**WRITTEN TASK A:**
Translate this sentence from the chapter on preservation into Spanish: "In every case, the researchers believed they were preserving something valuable."

**SELECTION:**
━━━━━━━━

Chapter 5: What "Preservation" Means Here
The Refusal as Sovereignty
In Western conservation and heritage work, there is an assumption so deep that it usually goes unexamined: that preservation is good. That recording, archiving, digitizing, and making accessible is an inherently positive act. That knowledge saved is better than knowledge lost. That if we can document it, we should.
This assumption is colonial. I do not use that word loosely. The history of Western documentation of Indigenous knowledge is a history of extraction. Anthropologists recorded ceremonies that communities considered sacred and private. Linguists compiled dictionaries of languages whose speakers had not consented to being studied. Ethnomusicologists recorded songs that were not meant to be heard outside specific ritual contexts. Photographers captured images that violated spiritual prohibitions. In every case, the researchers believed they were preserving something valuable. In many cases, the communities experienced the research as theft.
The Riding Collective is a digital archive. Its entire purpose is to preserve and share riding culture. That purpose becomes complicated — and it should become complicated — when the riding culture in question belongs to people who have historical reasons to distrust archives, who may not want their traditions preserved in digital form, and who may view the entire concept of an open-access knowledge platform as a threat rather than a resource.

━━━━━━━━

Collected data:
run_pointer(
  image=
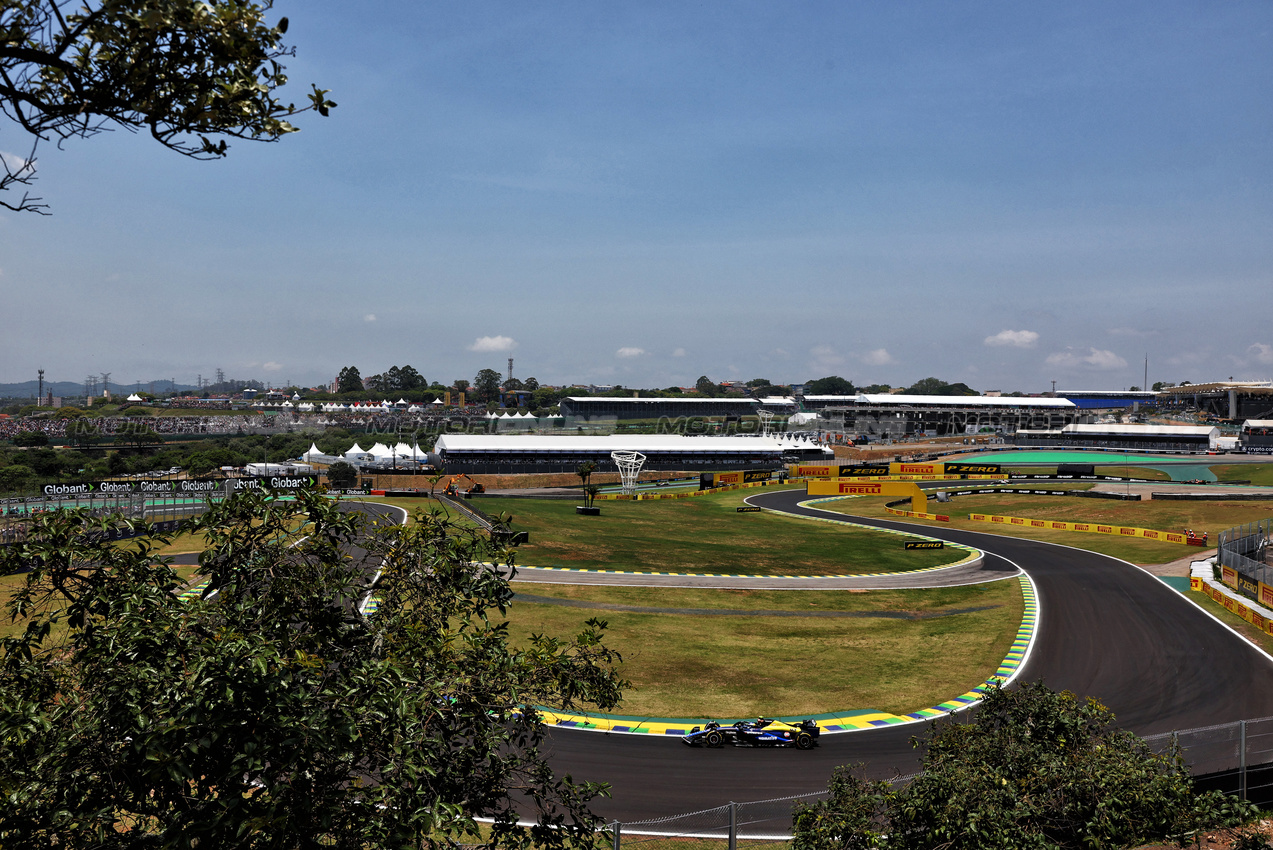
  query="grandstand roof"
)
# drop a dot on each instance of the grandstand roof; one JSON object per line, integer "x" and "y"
{"x": 943, "y": 401}
{"x": 1143, "y": 430}
{"x": 733, "y": 400}
{"x": 644, "y": 443}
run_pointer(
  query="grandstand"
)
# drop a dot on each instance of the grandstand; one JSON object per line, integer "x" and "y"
{"x": 1257, "y": 435}
{"x": 1231, "y": 400}
{"x": 898, "y": 415}
{"x": 513, "y": 453}
{"x": 624, "y": 407}
{"x": 1108, "y": 398}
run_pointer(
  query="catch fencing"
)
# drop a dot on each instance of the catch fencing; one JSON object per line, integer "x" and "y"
{"x": 1231, "y": 757}
{"x": 1245, "y": 550}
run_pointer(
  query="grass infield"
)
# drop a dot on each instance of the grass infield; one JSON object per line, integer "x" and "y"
{"x": 918, "y": 648}
{"x": 1258, "y": 473}
{"x": 702, "y": 535}
{"x": 1209, "y": 517}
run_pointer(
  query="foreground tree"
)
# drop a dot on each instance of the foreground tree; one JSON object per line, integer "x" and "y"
{"x": 182, "y": 70}
{"x": 1036, "y": 769}
{"x": 274, "y": 714}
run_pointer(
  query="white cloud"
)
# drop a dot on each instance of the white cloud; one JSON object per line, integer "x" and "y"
{"x": 1096, "y": 359}
{"x": 825, "y": 358}
{"x": 15, "y": 166}
{"x": 1013, "y": 339}
{"x": 486, "y": 344}
{"x": 1260, "y": 353}
{"x": 877, "y": 358}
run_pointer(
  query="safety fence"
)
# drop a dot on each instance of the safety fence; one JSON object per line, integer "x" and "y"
{"x": 1244, "y": 550}
{"x": 1231, "y": 757}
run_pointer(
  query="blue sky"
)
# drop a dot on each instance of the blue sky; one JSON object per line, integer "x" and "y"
{"x": 997, "y": 194}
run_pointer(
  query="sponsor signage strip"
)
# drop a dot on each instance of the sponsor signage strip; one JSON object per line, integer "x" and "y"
{"x": 1094, "y": 528}
{"x": 182, "y": 486}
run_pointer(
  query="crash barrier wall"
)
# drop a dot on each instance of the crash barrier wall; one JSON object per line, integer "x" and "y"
{"x": 870, "y": 487}
{"x": 688, "y": 494}
{"x": 896, "y": 471}
{"x": 1258, "y": 591}
{"x": 1094, "y": 528}
{"x": 1025, "y": 491}
{"x": 1213, "y": 496}
{"x": 1243, "y": 549}
{"x": 1231, "y": 757}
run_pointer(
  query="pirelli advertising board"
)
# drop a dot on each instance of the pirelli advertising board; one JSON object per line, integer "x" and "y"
{"x": 831, "y": 471}
{"x": 181, "y": 487}
{"x": 1095, "y": 528}
{"x": 895, "y": 489}
{"x": 903, "y": 470}
{"x": 724, "y": 479}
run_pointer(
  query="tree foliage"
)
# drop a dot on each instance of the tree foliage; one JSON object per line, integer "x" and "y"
{"x": 343, "y": 475}
{"x": 186, "y": 71}
{"x": 707, "y": 387}
{"x": 349, "y": 381}
{"x": 1036, "y": 769}
{"x": 396, "y": 381}
{"x": 486, "y": 386}
{"x": 271, "y": 713}
{"x": 29, "y": 439}
{"x": 938, "y": 387}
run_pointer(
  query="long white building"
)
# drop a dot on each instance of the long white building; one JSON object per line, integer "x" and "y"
{"x": 541, "y": 453}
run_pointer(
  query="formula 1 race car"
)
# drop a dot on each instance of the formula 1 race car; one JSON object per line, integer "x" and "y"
{"x": 763, "y": 732}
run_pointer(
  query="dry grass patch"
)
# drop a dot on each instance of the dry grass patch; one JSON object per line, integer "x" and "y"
{"x": 700, "y": 666}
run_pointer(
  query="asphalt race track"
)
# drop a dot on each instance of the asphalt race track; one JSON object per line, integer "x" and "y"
{"x": 1106, "y": 629}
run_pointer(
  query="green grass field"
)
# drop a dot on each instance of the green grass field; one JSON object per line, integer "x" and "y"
{"x": 1117, "y": 471}
{"x": 700, "y": 535}
{"x": 1258, "y": 473}
{"x": 1211, "y": 517}
{"x": 732, "y": 666}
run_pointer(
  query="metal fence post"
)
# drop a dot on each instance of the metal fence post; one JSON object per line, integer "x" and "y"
{"x": 1241, "y": 760}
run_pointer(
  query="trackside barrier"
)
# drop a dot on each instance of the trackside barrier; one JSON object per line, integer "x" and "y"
{"x": 1231, "y": 757}
{"x": 1244, "y": 550}
{"x": 941, "y": 518}
{"x": 689, "y": 494}
{"x": 1094, "y": 528}
{"x": 1235, "y": 606}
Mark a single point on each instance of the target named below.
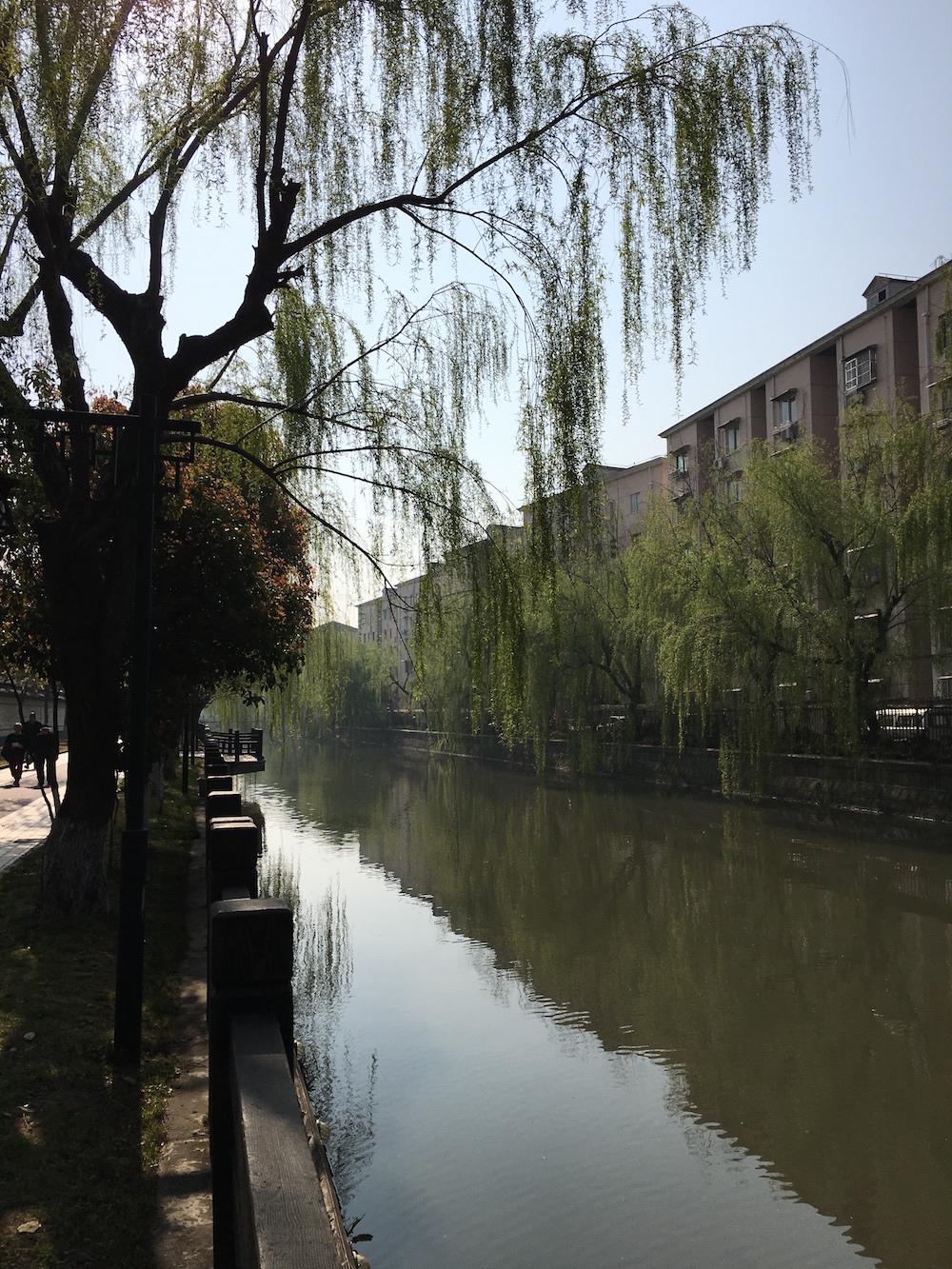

━━━━━━━━

**WRITTEN TASK B:**
Report how many lines of the records contain the string "foreground", treating case as significant, and reply with the number alone.

**OUTPUT A:**
En todos los casos, los investigadores creían que estaban preservando algo valioso.

**OUTPUT B:**
2